## begin

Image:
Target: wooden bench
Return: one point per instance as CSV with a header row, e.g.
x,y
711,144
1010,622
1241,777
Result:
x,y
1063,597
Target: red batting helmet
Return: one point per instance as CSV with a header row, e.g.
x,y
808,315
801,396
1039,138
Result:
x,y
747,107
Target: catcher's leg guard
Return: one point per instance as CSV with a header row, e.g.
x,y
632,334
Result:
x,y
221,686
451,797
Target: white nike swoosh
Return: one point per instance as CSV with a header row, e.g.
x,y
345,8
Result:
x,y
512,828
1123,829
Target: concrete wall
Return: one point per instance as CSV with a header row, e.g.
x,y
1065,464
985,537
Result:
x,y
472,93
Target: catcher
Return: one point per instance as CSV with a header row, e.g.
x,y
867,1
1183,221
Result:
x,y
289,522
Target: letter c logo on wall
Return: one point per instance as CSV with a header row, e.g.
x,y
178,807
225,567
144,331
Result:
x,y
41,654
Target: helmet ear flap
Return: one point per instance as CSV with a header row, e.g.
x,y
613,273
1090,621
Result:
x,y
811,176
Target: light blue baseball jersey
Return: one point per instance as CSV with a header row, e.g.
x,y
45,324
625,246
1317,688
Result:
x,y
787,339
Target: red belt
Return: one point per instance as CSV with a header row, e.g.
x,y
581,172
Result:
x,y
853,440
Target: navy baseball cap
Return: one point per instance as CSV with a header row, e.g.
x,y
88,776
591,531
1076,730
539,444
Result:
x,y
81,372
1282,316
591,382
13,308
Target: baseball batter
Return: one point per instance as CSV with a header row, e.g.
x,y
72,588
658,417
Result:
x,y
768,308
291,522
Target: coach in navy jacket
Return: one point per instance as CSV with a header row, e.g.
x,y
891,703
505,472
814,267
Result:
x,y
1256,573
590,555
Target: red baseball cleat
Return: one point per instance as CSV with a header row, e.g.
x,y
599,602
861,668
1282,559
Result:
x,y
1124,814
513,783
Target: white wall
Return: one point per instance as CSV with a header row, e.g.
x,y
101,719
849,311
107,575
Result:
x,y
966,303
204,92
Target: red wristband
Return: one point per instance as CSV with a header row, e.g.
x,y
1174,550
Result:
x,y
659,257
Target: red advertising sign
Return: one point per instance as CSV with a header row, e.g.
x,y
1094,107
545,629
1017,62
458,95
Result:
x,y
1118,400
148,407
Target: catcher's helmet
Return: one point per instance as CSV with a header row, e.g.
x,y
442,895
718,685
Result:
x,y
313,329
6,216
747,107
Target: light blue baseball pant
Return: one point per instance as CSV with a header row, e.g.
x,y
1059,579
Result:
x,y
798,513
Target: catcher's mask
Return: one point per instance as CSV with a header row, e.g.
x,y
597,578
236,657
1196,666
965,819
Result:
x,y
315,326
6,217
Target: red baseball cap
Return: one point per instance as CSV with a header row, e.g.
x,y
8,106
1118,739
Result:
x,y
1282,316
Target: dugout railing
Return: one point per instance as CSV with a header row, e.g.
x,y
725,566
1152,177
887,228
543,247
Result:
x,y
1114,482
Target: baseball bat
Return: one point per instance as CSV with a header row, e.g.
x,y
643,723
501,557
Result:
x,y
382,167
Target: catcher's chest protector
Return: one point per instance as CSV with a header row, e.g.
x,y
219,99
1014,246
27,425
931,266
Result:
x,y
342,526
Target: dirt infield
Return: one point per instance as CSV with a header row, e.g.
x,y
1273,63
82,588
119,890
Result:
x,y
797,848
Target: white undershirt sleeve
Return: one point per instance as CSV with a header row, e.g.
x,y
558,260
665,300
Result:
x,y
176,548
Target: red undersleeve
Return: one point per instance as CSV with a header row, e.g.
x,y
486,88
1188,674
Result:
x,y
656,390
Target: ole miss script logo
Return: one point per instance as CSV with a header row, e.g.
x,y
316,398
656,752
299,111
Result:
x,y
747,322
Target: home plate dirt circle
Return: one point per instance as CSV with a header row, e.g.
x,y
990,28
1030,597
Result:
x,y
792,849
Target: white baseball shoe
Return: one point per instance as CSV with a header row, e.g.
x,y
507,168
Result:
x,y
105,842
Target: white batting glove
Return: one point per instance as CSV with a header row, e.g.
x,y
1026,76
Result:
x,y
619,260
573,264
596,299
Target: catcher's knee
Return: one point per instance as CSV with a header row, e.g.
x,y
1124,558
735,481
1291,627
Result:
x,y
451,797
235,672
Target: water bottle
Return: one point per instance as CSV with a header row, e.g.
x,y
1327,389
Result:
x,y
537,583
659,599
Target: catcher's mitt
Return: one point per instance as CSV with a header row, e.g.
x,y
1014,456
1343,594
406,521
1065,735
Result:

## end

**EXERCISE OBJECTIVE**
Print exactly the lines from the one with "Target: catcher's mask" through the end of the data, inclusive.

**OUTPUT OF THE EXERCISE**
Target: catcher's mask
Return: one point per instance as CSV with a header row, e.g.
x,y
597,578
236,657
1196,666
965,819
Result:
x,y
315,326
6,217
Target: red baseball cap
Return: one point per instance as CSV with a header row, e.g.
x,y
8,106
1118,739
Result:
x,y
1282,316
Target: dugout railing
Return: one point per instance as CSV with a header row, e.g.
x,y
725,566
1152,177
887,228
543,247
Result:
x,y
1114,482
Target: baseball bat
Return: one point per instance as CSV with a header row, e.g.
x,y
643,723
501,557
Result:
x,y
382,167
Target: catcher's chest protector
Return: one point per instance as CSV with a header row, e.g.
x,y
219,99
1014,246
27,425
931,266
Result:
x,y
342,526
Target: dirt infield
Return: one point per instance as CSV with a header row, e.g.
x,y
1273,63
82,588
119,890
Result:
x,y
797,848
Target: white undershirt sleeve
Return: one point per instance as CSV with a header row, e.g.
x,y
558,260
665,300
Result:
x,y
176,548
Target: red undersleeve
Return: one point per instance as CSV with a header row, e.g.
x,y
486,88
1188,674
Result:
x,y
656,390
Target: ole miss script logo
Return: one point per instance as CSV with a header row, e.g.
x,y
316,398
656,752
299,111
Result:
x,y
747,322
Target: home plate dirt circle
Return: one point per instance as CSV with a header row, e.g.
x,y
990,28
1030,597
Result:
x,y
792,849
Target: white baseball shoe
Return: one point per instance as CSV with a header row, e.g.
x,y
507,168
Result:
x,y
105,842
Target: white batting glove
Return: one point per instance as CSV with a header row, e.g.
x,y
1026,76
Result:
x,y
619,260
573,264
596,299
Target: catcher's knee
Return: one point per instance as CSV with a header row, e.g.
x,y
1124,558
735,481
1291,627
Result:
x,y
451,797
235,672
Target: water bottle
Return: one point per instance as CSV with a header row, e.g.
x,y
1327,389
Result:
x,y
537,583
659,599
Target: catcher's mitt
Return: one point per instance as CSV with a header row, e.g.
x,y
1014,456
1343,594
406,521
1065,735
Result:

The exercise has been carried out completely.